Count the lines in the following entries that contain the string "below". Reply with the number alone.

Excerpts from the segmentation records
○ ○ ○ ○ ○ ○ ○

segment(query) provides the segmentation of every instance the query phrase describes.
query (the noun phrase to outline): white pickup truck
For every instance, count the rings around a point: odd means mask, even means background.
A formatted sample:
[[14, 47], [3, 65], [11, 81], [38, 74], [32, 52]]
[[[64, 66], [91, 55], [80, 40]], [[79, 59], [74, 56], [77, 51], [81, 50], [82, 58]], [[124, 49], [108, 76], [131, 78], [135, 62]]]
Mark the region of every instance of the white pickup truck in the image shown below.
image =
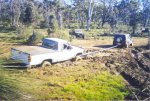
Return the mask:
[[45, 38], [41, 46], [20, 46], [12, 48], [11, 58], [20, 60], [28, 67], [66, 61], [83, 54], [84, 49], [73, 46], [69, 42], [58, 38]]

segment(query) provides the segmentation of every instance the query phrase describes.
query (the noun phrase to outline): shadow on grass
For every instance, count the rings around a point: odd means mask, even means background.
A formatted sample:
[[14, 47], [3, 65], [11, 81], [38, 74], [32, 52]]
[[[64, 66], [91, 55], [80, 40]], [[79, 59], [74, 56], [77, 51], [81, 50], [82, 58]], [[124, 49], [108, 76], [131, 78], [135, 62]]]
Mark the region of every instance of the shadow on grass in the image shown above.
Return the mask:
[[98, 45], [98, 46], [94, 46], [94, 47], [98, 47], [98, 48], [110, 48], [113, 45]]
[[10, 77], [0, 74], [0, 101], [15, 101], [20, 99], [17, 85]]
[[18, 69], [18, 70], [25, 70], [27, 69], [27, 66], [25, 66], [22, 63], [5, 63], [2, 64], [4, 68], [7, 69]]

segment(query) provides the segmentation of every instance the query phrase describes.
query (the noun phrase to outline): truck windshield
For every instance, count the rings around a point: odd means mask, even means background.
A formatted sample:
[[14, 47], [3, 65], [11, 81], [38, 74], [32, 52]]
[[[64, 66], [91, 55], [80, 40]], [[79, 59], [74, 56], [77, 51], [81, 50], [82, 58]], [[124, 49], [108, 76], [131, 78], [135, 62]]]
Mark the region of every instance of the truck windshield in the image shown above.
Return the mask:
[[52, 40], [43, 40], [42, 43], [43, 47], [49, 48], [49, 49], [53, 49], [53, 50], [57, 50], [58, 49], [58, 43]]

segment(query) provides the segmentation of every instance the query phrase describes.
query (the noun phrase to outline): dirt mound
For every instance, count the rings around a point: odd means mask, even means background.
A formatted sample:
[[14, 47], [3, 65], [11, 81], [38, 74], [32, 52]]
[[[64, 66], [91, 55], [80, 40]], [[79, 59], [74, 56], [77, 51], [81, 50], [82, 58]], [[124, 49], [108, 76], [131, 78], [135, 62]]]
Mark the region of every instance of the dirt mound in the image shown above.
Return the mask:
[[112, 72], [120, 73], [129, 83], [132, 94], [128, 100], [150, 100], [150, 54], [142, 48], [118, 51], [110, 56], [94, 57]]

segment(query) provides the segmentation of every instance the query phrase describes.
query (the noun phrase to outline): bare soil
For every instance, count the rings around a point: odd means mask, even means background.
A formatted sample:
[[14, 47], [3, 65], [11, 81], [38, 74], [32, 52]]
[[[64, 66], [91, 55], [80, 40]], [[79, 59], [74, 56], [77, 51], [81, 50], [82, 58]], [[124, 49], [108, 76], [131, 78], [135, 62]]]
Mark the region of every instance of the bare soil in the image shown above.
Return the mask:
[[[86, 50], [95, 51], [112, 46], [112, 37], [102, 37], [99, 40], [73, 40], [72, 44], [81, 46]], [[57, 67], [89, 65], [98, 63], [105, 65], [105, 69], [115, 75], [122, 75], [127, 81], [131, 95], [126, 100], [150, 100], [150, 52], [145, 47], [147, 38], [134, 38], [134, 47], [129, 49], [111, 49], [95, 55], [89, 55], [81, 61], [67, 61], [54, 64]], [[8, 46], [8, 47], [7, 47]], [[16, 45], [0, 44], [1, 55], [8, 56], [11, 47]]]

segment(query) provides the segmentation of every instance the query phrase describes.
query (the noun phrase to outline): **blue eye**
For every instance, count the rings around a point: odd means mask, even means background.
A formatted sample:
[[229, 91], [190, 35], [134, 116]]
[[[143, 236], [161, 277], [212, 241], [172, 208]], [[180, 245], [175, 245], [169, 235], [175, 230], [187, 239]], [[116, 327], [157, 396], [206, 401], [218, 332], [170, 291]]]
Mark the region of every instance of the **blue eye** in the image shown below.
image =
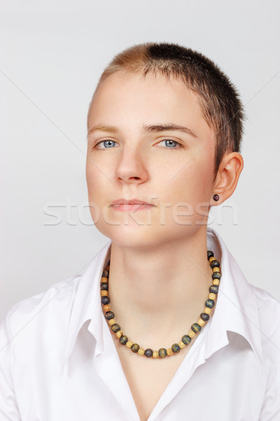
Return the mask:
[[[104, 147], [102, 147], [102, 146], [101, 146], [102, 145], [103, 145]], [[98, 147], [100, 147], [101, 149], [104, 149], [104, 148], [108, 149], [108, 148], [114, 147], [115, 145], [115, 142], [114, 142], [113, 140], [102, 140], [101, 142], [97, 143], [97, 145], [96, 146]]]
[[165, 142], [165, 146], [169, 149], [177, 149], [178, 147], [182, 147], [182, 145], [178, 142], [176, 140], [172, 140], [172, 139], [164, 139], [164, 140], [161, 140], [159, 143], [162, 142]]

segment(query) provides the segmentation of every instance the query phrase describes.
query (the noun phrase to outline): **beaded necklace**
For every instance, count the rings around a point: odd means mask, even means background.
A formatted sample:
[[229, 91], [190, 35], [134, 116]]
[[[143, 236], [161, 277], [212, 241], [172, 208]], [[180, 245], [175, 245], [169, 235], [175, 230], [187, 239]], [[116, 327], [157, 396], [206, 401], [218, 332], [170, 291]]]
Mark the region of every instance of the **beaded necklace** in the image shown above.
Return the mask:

○ ○ ○ ○ ○ ○ ○

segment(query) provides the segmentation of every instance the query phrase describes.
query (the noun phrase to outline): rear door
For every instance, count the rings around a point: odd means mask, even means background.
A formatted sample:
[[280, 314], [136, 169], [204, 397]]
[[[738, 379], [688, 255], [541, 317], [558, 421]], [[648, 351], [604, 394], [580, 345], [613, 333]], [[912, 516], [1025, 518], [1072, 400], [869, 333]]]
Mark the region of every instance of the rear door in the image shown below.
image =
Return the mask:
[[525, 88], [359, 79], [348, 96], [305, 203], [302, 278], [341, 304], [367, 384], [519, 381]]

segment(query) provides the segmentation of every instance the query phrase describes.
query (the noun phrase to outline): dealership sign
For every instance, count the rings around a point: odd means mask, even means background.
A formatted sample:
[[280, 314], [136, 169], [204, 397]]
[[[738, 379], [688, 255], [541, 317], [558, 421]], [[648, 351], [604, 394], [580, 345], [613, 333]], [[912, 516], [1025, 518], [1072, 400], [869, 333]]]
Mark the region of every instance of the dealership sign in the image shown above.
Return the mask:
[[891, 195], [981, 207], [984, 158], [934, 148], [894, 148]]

○ ○ ○ ○ ○ ○ ○

--- Exercise result ---
3